Given records
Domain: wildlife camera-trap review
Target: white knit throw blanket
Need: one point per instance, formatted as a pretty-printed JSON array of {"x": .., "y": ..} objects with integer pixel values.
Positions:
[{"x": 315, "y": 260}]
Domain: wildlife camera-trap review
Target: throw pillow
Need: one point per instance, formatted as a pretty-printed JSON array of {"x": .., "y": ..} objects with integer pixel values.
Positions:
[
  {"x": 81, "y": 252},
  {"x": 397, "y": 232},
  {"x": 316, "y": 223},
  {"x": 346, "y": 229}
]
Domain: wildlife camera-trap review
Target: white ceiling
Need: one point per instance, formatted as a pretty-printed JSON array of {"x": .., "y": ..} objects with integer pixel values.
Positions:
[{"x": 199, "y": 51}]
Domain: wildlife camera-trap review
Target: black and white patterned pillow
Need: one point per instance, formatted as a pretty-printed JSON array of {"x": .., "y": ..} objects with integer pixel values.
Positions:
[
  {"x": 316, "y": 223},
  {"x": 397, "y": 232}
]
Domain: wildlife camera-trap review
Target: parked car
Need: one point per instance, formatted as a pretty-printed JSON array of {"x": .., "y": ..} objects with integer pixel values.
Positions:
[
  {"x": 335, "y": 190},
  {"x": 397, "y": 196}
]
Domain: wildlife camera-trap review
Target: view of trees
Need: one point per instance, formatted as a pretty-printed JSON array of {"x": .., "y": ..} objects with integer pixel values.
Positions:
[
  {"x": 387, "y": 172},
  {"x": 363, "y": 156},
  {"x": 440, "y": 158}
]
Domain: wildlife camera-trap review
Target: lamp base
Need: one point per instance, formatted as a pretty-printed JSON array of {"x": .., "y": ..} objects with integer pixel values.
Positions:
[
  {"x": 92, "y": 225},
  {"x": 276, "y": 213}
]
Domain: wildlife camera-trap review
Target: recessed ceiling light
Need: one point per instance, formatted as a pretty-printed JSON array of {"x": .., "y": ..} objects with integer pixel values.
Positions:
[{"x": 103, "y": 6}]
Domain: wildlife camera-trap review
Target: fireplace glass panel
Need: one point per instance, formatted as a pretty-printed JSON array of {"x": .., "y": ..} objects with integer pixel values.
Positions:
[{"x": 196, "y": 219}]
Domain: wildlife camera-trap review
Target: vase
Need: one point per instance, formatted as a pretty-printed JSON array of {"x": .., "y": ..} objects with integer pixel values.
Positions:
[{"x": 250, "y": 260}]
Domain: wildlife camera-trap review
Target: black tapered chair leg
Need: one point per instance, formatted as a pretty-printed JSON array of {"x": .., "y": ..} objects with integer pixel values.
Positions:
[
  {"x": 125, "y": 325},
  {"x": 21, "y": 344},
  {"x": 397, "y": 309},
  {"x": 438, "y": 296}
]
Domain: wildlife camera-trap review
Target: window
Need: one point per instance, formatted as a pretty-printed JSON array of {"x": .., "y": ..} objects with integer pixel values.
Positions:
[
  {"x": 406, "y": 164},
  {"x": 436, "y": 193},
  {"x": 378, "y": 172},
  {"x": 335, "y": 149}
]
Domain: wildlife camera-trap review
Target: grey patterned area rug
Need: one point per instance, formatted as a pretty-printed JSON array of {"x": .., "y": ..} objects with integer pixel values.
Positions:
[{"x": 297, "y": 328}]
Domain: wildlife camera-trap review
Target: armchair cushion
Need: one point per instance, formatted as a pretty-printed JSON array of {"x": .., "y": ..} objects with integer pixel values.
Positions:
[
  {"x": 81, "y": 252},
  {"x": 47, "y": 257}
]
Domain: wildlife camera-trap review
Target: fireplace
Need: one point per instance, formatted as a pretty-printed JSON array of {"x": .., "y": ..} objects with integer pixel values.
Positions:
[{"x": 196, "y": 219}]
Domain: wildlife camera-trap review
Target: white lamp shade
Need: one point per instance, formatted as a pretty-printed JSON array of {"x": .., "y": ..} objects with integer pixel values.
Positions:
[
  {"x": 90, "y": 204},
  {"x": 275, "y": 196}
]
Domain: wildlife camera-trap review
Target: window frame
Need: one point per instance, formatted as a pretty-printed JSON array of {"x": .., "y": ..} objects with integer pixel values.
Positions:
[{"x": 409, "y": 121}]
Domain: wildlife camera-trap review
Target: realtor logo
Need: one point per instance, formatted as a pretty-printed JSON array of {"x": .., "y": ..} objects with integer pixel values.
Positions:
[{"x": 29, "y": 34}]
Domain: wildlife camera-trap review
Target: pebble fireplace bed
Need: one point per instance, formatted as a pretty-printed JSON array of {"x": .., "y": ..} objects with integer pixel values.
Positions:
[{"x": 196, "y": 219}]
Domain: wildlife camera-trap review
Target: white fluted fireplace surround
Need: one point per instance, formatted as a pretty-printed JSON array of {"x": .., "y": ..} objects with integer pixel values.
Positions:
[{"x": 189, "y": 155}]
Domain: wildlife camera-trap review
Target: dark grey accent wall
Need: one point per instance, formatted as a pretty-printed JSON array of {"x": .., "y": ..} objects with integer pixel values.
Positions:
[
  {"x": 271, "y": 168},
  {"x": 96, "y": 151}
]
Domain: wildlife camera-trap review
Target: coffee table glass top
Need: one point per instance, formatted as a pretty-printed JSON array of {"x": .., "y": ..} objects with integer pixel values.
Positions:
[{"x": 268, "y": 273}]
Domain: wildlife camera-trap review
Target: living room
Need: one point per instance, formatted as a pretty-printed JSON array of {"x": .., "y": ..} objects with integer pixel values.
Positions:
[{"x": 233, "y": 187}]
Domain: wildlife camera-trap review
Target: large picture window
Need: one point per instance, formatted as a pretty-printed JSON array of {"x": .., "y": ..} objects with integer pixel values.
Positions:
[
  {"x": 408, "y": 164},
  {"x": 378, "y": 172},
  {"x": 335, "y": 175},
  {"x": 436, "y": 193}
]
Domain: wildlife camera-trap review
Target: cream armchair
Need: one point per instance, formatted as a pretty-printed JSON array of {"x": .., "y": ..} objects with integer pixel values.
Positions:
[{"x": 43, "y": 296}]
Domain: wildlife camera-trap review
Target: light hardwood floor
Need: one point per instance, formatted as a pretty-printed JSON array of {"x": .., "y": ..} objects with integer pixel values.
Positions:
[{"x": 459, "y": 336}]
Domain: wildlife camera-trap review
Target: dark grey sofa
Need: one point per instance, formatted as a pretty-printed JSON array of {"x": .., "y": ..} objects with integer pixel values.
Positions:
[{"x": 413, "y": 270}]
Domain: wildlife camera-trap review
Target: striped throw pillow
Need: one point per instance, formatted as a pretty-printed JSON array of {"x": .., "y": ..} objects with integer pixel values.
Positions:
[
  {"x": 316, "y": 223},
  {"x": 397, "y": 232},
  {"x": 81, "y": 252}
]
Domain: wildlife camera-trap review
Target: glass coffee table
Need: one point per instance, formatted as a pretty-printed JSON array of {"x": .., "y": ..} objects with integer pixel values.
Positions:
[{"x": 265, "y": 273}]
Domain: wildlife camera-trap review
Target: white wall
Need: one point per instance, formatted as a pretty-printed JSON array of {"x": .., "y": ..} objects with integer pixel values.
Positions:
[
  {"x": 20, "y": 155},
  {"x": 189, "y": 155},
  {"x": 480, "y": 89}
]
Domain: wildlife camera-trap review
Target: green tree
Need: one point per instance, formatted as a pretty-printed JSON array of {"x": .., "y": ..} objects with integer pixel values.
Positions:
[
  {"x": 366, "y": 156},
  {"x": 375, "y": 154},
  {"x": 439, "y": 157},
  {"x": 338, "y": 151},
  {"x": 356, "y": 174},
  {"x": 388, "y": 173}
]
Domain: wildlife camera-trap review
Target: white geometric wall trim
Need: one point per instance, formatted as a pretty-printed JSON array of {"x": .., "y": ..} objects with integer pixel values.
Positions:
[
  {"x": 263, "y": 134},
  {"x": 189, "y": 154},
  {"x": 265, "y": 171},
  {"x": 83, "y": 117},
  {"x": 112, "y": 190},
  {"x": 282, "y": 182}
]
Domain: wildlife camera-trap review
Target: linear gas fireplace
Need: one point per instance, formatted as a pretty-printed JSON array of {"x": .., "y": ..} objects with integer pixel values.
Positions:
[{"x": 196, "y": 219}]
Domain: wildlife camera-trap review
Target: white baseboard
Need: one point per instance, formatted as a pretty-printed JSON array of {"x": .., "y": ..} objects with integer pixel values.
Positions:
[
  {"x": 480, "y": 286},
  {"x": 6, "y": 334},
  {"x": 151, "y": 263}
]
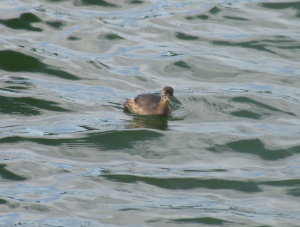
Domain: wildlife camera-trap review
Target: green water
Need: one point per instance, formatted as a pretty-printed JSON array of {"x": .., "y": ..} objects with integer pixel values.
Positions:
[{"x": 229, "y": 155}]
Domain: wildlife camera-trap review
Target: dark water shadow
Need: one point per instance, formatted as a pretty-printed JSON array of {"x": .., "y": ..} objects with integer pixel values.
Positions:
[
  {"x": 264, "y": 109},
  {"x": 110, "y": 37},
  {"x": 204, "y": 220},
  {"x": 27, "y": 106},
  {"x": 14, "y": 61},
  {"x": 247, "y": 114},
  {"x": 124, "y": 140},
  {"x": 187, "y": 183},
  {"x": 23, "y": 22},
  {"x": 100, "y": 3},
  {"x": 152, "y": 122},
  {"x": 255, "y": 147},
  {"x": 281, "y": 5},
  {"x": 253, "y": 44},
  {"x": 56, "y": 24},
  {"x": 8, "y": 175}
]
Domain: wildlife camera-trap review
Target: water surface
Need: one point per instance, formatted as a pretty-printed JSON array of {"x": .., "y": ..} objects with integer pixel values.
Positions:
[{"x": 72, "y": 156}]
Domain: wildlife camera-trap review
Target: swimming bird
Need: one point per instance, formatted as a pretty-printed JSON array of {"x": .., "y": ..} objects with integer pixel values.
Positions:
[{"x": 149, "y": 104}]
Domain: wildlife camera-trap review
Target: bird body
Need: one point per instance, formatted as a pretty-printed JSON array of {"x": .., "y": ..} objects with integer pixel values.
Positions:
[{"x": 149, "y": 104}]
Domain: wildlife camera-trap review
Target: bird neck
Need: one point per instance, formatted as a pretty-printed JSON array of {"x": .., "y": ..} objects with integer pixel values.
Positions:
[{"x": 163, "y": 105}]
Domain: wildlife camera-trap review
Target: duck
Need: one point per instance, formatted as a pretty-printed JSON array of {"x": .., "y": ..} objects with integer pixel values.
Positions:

Problem to solve
Only the lines above, from the first through the one holding "Target: white ceiling", are to be output, and they must be copied exactly.

Exercise result
Domain: wildlife camera-trap review
Target: white knit throw blanket
Need: one point per instance, formatted as a pretty-printed JSON array of {"x": .., "y": ..} objects with integer pixel values.
Positions:
[{"x": 315, "y": 260}]
Domain: wildlife camera-trap review
Target: throw pillow
Need: one point per instance, formatted as a pretty-printed JSON array of {"x": .., "y": ..} objects with integer pixel values.
Positions:
[
  {"x": 81, "y": 252},
  {"x": 397, "y": 232},
  {"x": 316, "y": 223},
  {"x": 346, "y": 229}
]
Domain: wildlife camera-trap review
Target: white ceiling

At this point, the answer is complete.